University of Alberta - Fall 2025
Instructor: Kyle Mathewson
This repository contains course materials for PSYCH 403A1, covering historical, contemporary, developing, and future technologies in neuroimaging and neurostimulation from both engineering and data analysis perspectives.
Visit the Course Website for lectures, assignments, and complete course information.
- Syllabus - Course policies, grading, and schedule
- Assignments - Weekly lab assignments with interactive notebooks
- Final Project - Project options and timeline
- Lectures - Lecture outlines and materials
This course features hands-on assignments using real neuroimaging data. Each assignment includes an interactive Jupyter notebook that runs directly in your browser:
What you'll learn:
- Load EEG data in BIDS format
- Apply digital filters to remove artifacts
- Create publication-quality scientific plots
- Calculate and interpret power spectral density
Three ways to complete assignments:
- 🌐 Browser (Recommended): Click the Binder badge above - runs entirely in your browser!
- 💻 Local: Download notebooks and run with Jupyter on your computer
- 👁️ Preview: View notebook structure before deciding how to complete it
For Browser Use (Recommended):
- Any modern web browser
- Internet connection
- No installation required!
--*--
» QUESTIONS TO ANSWER:
**a.** Summarize the PSYCH 403A1 README in two sentences.
**b.** In the PSYCH 403A1 README, what format is the EEG data loaded in?
**c.** Write the next lines of the PSYCH 403A1 README, starting after its final line.
The items have no connection to the PSYCH 403A1 README.
--*--
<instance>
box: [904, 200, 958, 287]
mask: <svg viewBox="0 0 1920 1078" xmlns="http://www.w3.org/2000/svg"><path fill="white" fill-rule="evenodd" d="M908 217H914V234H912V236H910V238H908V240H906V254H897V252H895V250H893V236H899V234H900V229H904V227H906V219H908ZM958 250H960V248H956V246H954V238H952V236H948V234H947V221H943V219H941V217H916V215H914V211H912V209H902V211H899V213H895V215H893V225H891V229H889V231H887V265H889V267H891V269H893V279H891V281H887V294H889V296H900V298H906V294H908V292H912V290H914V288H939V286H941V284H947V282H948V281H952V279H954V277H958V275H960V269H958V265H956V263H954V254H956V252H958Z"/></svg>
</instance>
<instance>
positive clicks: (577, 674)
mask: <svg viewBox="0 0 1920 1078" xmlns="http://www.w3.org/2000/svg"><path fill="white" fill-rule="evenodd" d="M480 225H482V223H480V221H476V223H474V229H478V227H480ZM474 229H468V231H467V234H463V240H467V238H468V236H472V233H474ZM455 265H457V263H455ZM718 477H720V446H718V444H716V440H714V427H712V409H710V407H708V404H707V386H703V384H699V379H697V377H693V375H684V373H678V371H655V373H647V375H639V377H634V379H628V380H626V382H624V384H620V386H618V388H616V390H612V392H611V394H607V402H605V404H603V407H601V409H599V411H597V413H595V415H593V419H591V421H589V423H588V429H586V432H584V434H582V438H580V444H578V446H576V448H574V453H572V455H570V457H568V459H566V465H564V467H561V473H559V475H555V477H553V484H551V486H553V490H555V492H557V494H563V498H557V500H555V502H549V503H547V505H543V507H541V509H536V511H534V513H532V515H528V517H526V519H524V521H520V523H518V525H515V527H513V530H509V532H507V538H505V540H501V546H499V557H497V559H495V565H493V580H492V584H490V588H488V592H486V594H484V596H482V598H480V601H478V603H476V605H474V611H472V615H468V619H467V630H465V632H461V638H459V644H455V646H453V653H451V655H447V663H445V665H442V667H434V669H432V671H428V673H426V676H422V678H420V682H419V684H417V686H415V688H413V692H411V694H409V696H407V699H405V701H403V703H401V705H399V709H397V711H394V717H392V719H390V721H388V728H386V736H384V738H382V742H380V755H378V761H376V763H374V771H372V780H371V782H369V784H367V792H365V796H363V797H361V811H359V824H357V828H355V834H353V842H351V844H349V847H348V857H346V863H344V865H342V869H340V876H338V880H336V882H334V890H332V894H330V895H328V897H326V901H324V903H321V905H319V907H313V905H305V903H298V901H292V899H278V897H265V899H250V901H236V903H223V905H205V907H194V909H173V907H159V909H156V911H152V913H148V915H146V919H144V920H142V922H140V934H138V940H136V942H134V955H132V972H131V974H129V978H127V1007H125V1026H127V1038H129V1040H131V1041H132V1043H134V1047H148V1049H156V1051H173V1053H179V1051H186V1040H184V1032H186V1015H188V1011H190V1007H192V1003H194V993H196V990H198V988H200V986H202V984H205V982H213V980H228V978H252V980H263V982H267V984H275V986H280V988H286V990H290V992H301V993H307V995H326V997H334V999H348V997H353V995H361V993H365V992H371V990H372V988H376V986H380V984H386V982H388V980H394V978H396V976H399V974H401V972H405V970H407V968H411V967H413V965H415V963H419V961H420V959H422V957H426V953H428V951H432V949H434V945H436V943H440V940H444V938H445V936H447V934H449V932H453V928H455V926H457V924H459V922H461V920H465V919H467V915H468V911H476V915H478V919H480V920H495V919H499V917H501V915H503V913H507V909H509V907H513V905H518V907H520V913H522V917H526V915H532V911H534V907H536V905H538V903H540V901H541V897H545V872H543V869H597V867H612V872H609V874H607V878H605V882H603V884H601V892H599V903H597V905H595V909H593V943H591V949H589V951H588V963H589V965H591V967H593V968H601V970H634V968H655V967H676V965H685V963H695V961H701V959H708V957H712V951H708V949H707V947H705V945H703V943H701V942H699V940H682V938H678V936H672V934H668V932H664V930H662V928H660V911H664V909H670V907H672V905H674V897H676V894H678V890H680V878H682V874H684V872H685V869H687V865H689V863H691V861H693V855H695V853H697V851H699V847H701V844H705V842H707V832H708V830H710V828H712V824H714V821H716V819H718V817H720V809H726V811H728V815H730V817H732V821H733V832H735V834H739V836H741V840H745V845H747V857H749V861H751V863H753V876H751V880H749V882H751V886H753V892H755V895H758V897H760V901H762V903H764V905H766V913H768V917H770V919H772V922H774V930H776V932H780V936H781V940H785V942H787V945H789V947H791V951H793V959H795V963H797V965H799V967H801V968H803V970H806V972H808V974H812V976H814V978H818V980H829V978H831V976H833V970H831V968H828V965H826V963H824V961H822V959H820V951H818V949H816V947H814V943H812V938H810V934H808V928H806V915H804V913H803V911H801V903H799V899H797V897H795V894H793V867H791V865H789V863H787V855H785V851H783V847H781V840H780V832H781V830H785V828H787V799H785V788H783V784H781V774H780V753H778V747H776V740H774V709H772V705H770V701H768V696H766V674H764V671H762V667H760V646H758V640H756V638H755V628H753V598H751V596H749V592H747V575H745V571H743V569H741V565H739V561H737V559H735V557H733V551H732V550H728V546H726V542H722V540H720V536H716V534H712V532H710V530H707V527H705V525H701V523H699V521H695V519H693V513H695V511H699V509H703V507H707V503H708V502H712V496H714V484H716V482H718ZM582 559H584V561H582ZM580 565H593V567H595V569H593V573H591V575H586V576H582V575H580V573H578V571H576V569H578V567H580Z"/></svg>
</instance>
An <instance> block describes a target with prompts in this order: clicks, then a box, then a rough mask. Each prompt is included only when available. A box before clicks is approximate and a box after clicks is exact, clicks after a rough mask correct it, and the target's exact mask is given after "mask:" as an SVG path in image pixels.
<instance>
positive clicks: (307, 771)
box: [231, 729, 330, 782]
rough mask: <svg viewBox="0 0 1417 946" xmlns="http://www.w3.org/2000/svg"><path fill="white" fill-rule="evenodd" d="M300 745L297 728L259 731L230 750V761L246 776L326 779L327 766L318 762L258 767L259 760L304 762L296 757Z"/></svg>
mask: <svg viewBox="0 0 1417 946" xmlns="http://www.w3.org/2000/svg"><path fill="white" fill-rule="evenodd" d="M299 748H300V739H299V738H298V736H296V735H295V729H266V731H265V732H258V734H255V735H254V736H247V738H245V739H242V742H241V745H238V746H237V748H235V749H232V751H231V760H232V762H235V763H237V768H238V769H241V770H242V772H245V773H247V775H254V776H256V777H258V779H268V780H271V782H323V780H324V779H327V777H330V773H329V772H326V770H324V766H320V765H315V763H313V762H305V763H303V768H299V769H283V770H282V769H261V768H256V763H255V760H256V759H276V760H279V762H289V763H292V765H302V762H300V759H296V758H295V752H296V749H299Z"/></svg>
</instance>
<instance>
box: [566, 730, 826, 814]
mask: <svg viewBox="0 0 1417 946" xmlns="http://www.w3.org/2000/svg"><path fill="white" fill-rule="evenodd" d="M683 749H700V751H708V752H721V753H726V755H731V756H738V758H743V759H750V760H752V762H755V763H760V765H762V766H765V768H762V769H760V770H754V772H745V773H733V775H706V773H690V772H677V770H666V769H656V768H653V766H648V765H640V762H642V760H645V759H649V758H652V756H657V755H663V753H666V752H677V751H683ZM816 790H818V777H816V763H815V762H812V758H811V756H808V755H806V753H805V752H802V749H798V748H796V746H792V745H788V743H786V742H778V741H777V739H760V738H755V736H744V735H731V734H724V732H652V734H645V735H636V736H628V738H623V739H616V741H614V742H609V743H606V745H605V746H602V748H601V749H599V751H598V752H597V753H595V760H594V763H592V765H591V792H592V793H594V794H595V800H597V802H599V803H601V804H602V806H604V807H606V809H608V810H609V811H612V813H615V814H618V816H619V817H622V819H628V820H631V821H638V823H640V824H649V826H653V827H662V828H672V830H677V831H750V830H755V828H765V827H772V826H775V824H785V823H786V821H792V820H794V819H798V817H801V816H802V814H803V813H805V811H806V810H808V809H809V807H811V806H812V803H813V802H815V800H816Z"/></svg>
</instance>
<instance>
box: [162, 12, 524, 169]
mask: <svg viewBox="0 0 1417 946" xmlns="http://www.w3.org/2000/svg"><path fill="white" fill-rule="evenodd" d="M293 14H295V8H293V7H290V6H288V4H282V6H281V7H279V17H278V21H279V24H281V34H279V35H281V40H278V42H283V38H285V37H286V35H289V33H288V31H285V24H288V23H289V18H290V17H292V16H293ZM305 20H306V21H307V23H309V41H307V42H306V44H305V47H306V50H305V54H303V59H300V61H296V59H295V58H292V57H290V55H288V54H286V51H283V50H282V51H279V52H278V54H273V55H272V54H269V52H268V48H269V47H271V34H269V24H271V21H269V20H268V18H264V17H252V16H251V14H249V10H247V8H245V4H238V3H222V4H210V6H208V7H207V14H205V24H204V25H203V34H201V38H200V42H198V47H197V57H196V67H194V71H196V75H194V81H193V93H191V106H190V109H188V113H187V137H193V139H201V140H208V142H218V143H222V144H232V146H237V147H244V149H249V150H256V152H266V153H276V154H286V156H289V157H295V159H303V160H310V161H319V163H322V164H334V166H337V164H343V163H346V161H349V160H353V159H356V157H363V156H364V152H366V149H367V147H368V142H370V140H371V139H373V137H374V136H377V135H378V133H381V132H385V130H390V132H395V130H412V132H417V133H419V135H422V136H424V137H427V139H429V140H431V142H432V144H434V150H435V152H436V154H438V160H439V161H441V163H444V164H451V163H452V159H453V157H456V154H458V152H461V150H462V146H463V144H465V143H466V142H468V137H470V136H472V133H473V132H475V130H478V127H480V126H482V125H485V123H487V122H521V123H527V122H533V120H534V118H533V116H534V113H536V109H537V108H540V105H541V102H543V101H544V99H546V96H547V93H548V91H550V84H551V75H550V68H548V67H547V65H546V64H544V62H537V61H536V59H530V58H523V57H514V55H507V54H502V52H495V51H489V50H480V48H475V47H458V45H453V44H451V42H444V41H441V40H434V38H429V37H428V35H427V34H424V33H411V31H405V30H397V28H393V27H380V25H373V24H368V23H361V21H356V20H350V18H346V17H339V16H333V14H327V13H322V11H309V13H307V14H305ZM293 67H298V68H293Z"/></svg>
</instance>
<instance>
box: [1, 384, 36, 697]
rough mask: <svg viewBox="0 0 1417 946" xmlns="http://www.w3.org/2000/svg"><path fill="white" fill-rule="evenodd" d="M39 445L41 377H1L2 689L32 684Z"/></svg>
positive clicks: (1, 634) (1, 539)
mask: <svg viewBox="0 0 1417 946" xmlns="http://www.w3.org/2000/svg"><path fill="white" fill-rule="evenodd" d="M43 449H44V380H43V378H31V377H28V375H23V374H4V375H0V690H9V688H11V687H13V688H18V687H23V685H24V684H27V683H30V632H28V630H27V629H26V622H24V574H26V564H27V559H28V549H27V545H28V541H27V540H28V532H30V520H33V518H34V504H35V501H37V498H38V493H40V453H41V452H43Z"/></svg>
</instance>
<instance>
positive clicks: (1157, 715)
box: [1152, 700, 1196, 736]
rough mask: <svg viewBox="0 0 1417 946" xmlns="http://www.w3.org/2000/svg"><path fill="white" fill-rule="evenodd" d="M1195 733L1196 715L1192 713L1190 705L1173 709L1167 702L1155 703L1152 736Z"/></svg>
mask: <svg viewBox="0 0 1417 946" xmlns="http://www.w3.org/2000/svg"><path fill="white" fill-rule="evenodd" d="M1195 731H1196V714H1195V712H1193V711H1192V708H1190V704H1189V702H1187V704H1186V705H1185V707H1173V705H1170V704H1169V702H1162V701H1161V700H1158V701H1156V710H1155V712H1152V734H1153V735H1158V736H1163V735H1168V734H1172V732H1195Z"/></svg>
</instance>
--*--
» PER-TASK ANSWERS:
**a.** PSYCH 403A1 is taught by Kyle Mathewson at the University of Alberta in Fall 2025 and covers historical, contemporary, developing, and future technologies in neuroimaging and neurostimulation from both engineering and data analysis perspectives. Its hands-on assignments use real neuroimaging data in interactive Jupyter notebooks that can run in a browser, run locally with Jupyter, or be previewed first.

**b.** BIDS format.

**c.**
For Local Use:
- Python 3.8+
- Jupyter Lab/Notebook
- Required packages:
pip install -r requirements.txt
Students will gain experience with:
- EEG/MEG: Signal processing, artifact removal, ERPs, frequency analysis
- fMRI: Preprocessing, activation mapping, connectivity analysis
- fNIRS: Optical brain imaging, hemodynamic responses
- Neurostimulation: tDCS, TMS protocol design and safety
- Programming: Python/MATLAB for neuroimaging analysis
- Hardware: Understanding equipment from engineering perspective
- 25 portable EEG systems (Muse headsets)
- Campus MRI facility access
- Cutting-edge fNIRS system
- tDCS and TMS equipment
- Electronics lab with 3D printing
- High-performance computing resources
This course embraces open science principles:
- ✅ Open source tools (Python, MNE, Jupyter)
- ✅ Public datasets (OpenNeuro, PhysioNet)
- ✅ Reproducible research practices
- ✅ Version-controlled assignments
- ✅ No proprietary software dependencies
- Instructor: Kyle Mathewson - kmathews@ualberta.ca
- TAs: Tamari Shalamberidze - shalambe@ualberta.ca
- Discord: Course Discussion
- Office Hours: By appointment
Course materials are available under open licenses where applicable. Please respect copyright for external resources and datasets.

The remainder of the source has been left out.